New drug administration system to speed delivery time

SRI International has received a patent for a bioadhesive drug delivery system that uses the human body's mucous membranes to enable enhanced release of drugs through a needle-free option.

SRI's new system utilizes gels for drug delivery, which allows for release times that are much longer than those compared to alternative delivery methods such as sprays or liquids.

The transmucosal delivery avoids passing the drugs through the gastrointestinal tract and "first pass liver metabolism," which can cause only a small portion of a drug to reach the desired targets in the body. Transmucosal administration, done by nebulizers or bottles, can also aid in improving patient compliance.

The new delivery system uses a two-component polymeric solution with one responsive to pH and the other to temperature. When mixed and applied, the two components form an adhesive gel that attaches to the mucosa, allowing the drug to be released.

[Records excerpted from a collection]
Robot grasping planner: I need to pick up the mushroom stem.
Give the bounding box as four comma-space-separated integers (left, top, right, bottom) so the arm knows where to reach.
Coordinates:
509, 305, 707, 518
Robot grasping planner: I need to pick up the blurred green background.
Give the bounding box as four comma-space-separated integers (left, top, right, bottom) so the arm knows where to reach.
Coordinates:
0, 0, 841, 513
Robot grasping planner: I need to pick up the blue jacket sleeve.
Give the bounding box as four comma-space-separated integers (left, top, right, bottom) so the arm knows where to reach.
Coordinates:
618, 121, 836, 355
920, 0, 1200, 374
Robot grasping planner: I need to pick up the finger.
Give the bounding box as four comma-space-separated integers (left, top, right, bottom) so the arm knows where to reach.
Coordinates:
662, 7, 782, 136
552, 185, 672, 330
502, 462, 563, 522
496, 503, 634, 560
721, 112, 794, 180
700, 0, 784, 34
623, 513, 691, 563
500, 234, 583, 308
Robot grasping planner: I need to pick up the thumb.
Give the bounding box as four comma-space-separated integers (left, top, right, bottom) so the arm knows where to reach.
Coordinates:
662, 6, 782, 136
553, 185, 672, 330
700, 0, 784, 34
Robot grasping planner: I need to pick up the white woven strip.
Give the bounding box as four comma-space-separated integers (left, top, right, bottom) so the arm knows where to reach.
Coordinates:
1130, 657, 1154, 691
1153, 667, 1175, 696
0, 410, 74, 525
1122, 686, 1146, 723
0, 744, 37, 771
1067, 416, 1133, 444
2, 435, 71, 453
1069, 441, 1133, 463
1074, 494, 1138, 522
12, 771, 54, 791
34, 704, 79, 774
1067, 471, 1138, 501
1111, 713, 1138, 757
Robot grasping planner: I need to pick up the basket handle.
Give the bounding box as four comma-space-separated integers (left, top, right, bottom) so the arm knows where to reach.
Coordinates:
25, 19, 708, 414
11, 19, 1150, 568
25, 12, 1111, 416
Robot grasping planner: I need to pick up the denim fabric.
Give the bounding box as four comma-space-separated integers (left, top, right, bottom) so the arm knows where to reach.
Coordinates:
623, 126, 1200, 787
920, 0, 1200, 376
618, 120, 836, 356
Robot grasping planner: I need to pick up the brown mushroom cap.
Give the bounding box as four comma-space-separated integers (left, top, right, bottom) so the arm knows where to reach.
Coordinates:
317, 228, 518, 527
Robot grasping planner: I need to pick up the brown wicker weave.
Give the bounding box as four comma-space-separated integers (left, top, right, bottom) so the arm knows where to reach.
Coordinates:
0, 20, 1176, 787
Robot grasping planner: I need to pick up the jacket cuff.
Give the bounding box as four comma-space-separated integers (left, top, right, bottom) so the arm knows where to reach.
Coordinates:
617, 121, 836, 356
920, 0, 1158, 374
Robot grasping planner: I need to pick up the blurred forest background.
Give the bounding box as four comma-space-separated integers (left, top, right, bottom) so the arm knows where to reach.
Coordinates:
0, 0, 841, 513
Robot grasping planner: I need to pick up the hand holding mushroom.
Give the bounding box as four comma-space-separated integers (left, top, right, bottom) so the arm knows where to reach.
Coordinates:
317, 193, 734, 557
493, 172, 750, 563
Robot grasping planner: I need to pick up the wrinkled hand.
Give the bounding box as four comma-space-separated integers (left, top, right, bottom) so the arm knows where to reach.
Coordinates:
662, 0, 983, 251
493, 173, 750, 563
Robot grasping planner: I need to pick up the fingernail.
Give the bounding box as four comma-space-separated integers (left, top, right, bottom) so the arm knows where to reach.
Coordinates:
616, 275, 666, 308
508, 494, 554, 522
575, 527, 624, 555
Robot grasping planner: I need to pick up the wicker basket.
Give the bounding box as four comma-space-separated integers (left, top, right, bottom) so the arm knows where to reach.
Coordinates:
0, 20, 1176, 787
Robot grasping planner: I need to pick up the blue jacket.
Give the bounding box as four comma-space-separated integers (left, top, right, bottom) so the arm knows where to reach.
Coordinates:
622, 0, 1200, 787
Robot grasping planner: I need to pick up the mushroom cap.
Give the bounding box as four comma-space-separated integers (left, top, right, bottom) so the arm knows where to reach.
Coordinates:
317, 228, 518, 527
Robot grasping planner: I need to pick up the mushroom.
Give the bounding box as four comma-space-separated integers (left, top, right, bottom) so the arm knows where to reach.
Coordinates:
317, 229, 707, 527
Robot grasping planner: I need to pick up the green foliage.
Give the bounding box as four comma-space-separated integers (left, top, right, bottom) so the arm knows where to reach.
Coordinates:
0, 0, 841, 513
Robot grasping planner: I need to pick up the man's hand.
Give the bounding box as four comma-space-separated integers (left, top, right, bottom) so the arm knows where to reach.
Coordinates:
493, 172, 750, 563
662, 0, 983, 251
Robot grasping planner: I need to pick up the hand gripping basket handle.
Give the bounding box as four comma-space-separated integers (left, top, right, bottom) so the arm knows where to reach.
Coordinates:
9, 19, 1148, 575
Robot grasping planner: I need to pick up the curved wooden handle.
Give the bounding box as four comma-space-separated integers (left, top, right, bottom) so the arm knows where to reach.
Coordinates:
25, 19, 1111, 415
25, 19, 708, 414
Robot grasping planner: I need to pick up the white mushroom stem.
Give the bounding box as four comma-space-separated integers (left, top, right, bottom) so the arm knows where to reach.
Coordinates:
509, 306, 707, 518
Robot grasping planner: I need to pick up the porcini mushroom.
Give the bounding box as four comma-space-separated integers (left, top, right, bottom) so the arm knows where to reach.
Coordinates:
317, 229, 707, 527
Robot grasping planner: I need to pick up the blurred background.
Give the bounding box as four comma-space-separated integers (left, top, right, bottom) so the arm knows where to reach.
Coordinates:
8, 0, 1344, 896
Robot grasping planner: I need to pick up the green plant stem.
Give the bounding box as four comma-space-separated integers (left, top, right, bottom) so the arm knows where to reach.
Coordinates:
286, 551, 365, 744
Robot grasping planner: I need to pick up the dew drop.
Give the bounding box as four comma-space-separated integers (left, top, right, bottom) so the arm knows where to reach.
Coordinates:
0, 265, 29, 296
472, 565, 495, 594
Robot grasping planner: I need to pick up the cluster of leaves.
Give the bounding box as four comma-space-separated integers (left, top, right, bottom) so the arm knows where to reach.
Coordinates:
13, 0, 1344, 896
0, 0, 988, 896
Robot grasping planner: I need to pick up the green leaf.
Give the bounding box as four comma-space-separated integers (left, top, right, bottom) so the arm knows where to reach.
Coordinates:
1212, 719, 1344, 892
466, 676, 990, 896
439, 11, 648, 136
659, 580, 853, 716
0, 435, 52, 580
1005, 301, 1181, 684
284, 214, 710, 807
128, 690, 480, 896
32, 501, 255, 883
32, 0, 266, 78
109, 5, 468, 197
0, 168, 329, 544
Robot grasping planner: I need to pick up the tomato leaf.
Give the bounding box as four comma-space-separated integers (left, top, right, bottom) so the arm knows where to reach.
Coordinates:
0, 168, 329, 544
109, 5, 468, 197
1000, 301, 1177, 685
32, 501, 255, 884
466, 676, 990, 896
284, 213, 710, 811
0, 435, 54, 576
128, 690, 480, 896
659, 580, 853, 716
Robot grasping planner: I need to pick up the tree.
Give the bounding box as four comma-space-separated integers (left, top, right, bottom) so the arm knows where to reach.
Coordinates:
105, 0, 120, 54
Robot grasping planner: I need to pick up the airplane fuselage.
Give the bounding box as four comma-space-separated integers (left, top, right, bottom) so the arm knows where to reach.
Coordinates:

• [Questions on the material]:
**a)** Do the following statements agree with the SRI drug delivery article? (i) SRI International received a patent for a needle-free bioadhesive drug delivery system. (ii) The gels give shorter release times than sprays or liquids. (iii) Transmucosal delivery sends drugs through the gastrointestinal tract. Answer yes or no for each, quoting the deciding words.
**b)** In the SRI drug delivery article, what does each of the two components of the polymeric solution respond to?
**c)** Carry on the SRI drug delivery article from its final sentence.

• [Responses in order]:
**a)**
(i) Yes: "SRI International has received a patent for a bioadhesive drug delivery system that uses the human body's mucous membranes to enable enhanced release of drugs through a needle-free option."
(ii) No: "release times that are much longer than those compared to alternative delivery methods such as sprays or liquids"
(iii) No: "The transmucosal delivery avoids passing the drugs through the gastrointestinal tract"

**b)** One component responds to pH and the other to temperature.

**c)**
"This needle-free system can be used for drug delivery in any environment, even in locations where sterile medical supplies are unavailable," Gita Shankar, Ph.D., director of formulations research and delivery at SRI and an inventor of the system, said. "Offering this option to patients can increase access to safe, effective medical care for a wide variety of conditions."

The new bioadhesive drug deliver system's development was funded in part by a National Institutes of Health Grant to develop a nasal formulation for anthrax antigens that would be suitable for mass immunization during a bioterror attack.

The transmucosal delivery system is also being developed as a drug delivery system for the delivery of therapeutics to combat chemical warfare agents.